**Try it:** Each record must appear in the answer exactly as it does in the data.

-- Opening Marker --

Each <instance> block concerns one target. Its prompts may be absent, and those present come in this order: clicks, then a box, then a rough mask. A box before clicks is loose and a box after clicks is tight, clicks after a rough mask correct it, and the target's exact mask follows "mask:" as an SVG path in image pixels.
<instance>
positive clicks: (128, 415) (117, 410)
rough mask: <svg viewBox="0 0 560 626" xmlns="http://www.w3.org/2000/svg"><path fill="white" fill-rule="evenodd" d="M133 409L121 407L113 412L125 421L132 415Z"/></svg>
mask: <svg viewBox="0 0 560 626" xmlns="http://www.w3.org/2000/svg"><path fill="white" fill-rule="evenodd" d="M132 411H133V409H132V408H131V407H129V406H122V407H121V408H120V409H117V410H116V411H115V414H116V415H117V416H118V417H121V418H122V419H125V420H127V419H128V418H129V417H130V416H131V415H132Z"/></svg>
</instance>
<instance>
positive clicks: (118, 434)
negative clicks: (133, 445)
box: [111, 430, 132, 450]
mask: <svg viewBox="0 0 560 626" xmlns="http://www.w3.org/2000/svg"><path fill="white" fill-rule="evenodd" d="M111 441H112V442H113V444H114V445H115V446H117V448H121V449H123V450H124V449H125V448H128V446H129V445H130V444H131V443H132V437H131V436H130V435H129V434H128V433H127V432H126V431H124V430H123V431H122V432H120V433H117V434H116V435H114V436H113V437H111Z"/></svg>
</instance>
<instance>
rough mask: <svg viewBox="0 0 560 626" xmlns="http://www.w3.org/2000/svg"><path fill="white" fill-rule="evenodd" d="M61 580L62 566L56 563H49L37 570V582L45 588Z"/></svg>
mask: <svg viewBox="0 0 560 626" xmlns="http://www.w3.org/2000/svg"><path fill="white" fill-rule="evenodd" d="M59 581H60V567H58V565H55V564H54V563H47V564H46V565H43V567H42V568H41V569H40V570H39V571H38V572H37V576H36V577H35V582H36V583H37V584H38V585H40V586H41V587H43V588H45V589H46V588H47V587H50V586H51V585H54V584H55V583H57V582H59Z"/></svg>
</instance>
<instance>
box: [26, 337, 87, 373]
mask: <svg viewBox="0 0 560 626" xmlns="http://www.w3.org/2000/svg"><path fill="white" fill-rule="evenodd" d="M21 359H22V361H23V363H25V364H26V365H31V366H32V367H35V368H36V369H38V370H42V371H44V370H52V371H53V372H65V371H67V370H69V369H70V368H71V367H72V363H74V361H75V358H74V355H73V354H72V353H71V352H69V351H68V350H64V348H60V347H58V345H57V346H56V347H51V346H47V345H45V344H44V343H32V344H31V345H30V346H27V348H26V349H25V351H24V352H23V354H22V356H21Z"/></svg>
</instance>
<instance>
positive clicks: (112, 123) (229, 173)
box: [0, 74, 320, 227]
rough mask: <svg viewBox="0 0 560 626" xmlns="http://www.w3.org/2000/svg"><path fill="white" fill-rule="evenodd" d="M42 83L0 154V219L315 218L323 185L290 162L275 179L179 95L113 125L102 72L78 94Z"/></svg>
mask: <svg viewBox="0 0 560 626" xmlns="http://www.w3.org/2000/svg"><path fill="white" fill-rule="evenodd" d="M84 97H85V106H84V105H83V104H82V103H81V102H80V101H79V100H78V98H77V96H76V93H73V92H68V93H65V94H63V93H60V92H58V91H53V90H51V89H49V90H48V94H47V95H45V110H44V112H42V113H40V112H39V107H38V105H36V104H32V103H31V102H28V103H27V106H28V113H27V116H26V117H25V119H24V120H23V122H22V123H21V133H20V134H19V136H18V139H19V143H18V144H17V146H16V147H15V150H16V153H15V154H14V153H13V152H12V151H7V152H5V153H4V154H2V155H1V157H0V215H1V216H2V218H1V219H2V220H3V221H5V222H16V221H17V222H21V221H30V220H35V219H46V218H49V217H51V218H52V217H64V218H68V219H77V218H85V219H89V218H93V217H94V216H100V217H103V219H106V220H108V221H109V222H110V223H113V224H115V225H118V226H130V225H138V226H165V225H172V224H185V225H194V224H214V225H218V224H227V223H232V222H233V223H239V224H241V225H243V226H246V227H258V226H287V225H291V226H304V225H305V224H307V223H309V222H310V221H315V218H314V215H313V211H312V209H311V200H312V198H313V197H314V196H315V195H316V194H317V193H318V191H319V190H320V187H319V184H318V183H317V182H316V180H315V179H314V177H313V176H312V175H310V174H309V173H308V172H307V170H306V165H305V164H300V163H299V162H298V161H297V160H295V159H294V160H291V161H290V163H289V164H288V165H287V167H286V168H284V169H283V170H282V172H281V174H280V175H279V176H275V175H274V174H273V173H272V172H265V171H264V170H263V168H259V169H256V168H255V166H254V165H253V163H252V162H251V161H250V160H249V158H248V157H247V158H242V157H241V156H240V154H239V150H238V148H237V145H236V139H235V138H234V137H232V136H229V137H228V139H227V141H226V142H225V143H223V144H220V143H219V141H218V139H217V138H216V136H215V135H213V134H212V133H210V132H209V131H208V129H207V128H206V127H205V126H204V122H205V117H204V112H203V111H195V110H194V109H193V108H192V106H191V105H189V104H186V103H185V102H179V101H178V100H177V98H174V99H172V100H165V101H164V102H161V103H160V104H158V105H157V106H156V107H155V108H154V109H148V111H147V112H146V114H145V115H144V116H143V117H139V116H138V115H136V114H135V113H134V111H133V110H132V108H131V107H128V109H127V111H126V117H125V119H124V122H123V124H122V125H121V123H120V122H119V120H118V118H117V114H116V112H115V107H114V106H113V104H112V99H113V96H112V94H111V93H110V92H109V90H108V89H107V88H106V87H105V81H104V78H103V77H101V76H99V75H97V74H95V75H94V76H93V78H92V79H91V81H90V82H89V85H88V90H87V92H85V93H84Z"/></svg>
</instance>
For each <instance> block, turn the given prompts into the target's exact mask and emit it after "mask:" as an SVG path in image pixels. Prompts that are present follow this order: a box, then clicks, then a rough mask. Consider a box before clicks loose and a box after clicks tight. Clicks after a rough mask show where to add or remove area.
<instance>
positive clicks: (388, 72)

-- Closing Marker --

**Response for this exercise:**
Each <instance> block concerns one target. Its prompts may be absent, and those present come in this order: clicks, then a box, then a rough mask. A box before clicks is loose and a box after clicks is tight, clicks after a rough mask correct it, and the target's exact mask follows "mask:" as an SVG path in image pixels.
<instance>
positive clicks: (128, 415) (117, 410)
rough mask: <svg viewBox="0 0 560 626" xmlns="http://www.w3.org/2000/svg"><path fill="white" fill-rule="evenodd" d="M133 409L121 407L113 412L125 421L132 415Z"/></svg>
mask: <svg viewBox="0 0 560 626" xmlns="http://www.w3.org/2000/svg"><path fill="white" fill-rule="evenodd" d="M132 411H133V409H132V408H131V407H129V406H122V407H121V408H120V409H117V410H116V411H115V414H116V415H117V416H118V417H121V418H122V419H125V420H127V419H128V418H129V417H130V416H131V415H132Z"/></svg>
</instance>
<instance>
positive clicks: (118, 434)
negative clicks: (133, 445)
box: [111, 430, 132, 450]
mask: <svg viewBox="0 0 560 626" xmlns="http://www.w3.org/2000/svg"><path fill="white" fill-rule="evenodd" d="M111 441H112V442H113V444H114V445H115V446H117V448H121V449H123V450H124V449H125V448H128V446H129V445H130V444H131V443H132V437H131V436H130V435H129V434H128V433H127V432H126V431H124V430H123V431H122V432H120V433H117V434H116V435H114V436H113V437H111Z"/></svg>
</instance>
<instance>
rough mask: <svg viewBox="0 0 560 626" xmlns="http://www.w3.org/2000/svg"><path fill="white" fill-rule="evenodd" d="M61 580L62 566L56 563H49L37 570V582L45 588Z"/></svg>
mask: <svg viewBox="0 0 560 626" xmlns="http://www.w3.org/2000/svg"><path fill="white" fill-rule="evenodd" d="M59 581H60V567H58V565H55V564H54V563H47V564H46V565H43V567H42V568H41V569H40V570H39V571H38V572H37V576H36V577H35V582H36V583H37V584H38V585H40V586H41V587H43V588H45V589H46V588H47V587H50V586H51V585H54V584H55V583H57V582H59Z"/></svg>
</instance>
<instance>
box: [26, 337, 87, 373]
mask: <svg viewBox="0 0 560 626" xmlns="http://www.w3.org/2000/svg"><path fill="white" fill-rule="evenodd" d="M21 359H22V361H23V363H25V364H26V365H31V366H32V367H35V368H36V369H38V370H42V371H44V370H52V371H53V372H65V371H67V370H69V369H70V368H71V367H72V363H74V361H75V358H74V355H73V354H72V353H71V352H69V351H68V350H64V348H60V347H58V345H57V346H56V347H51V346H47V345H45V344H44V343H32V344H31V345H30V346H27V348H26V349H25V351H24V352H23V354H22V356H21Z"/></svg>
</instance>
<instance>
positive clicks: (112, 123) (229, 173)
box: [0, 74, 320, 227]
rough mask: <svg viewBox="0 0 560 626" xmlns="http://www.w3.org/2000/svg"><path fill="white" fill-rule="evenodd" d="M42 83L0 154V219L315 218L323 185L290 162L275 179L179 95L113 125L102 72L78 94Z"/></svg>
mask: <svg viewBox="0 0 560 626" xmlns="http://www.w3.org/2000/svg"><path fill="white" fill-rule="evenodd" d="M84 97H85V106H84V105H83V104H82V103H81V102H80V101H79V100H78V98H77V96H76V93H73V92H68V93H65V94H63V93H60V92H58V91H53V90H51V89H49V90H48V94H47V95H45V110H44V112H42V113H40V112H39V107H38V105H36V104H32V103H31V102H28V103H27V106H28V113H27V116H26V117H25V119H24V120H23V122H22V123H21V133H20V134H19V136H18V139H19V143H18V144H17V146H16V147H15V150H16V153H15V154H14V153H13V152H12V151H7V152H5V153H4V154H2V155H1V157H0V215H1V216H2V218H1V219H2V220H3V221H5V222H16V221H17V222H21V221H30V220H35V219H46V218H49V217H51V218H52V217H64V218H68V219H77V218H85V219H89V218H93V217H94V216H100V217H103V219H106V220H108V221H109V222H110V223H113V224H115V225H118V226H130V225H138V226H165V225H172V224H185V225H194V224H214V225H218V224H227V223H232V222H233V223H239V224H241V225H243V226H246V227H258V226H287V225H291V226H304V225H305V224H307V223H309V222H310V221H315V218H314V215H313V211H312V209H311V200H312V198H313V197H314V196H315V195H316V194H317V193H318V191H319V190H320V187H319V184H318V183H317V182H316V180H315V179H314V177H313V176H312V175H310V174H309V173H308V172H307V170H306V165H305V164H300V163H299V162H298V161H297V160H295V159H294V160H291V161H290V163H289V164H288V165H287V167H286V168H284V169H283V170H282V172H281V174H280V175H279V176H275V175H274V174H273V173H272V172H265V171H264V170H263V168H259V169H256V168H255V166H254V165H253V163H252V162H251V161H250V160H249V158H248V157H247V158H242V157H241V156H240V154H239V150H238V148H237V145H236V139H235V138H234V137H232V136H229V137H228V139H227V141H226V142H225V143H223V144H220V143H219V141H218V139H217V138H216V136H215V135H213V134H212V133H210V132H209V131H208V129H207V128H206V127H205V126H204V122H205V117H204V112H203V111H195V110H194V109H193V108H192V106H191V105H189V104H186V103H185V102H179V101H178V100H177V98H174V99H172V100H165V101H164V102H161V103H160V104H158V105H157V106H156V107H155V108H154V109H148V111H147V112H146V114H145V115H144V116H143V117H139V116H138V115H136V114H135V113H134V111H133V110H132V108H131V107H128V109H127V111H126V117H125V119H124V122H123V124H122V125H121V123H120V122H119V120H118V118H117V114H116V112H115V107H114V106H113V104H112V99H113V96H112V94H111V93H110V92H109V90H108V89H107V88H106V87H105V81H104V78H103V77H101V76H99V75H97V74H95V75H94V76H93V78H92V79H91V81H90V82H89V85H88V90H87V92H85V93H84Z"/></svg>
</instance>
For each <instance> block, turn the given prompts into the target's exact mask and emit it after "mask:" as an SVG path in image pixels. Prompts that are present follow this order: a box, then clicks, then a rough mask. Consider a box before clicks loose and a box after clicks tight. Clicks after a rough mask show where to add or remove area.
<instance>
positive clicks: (388, 72)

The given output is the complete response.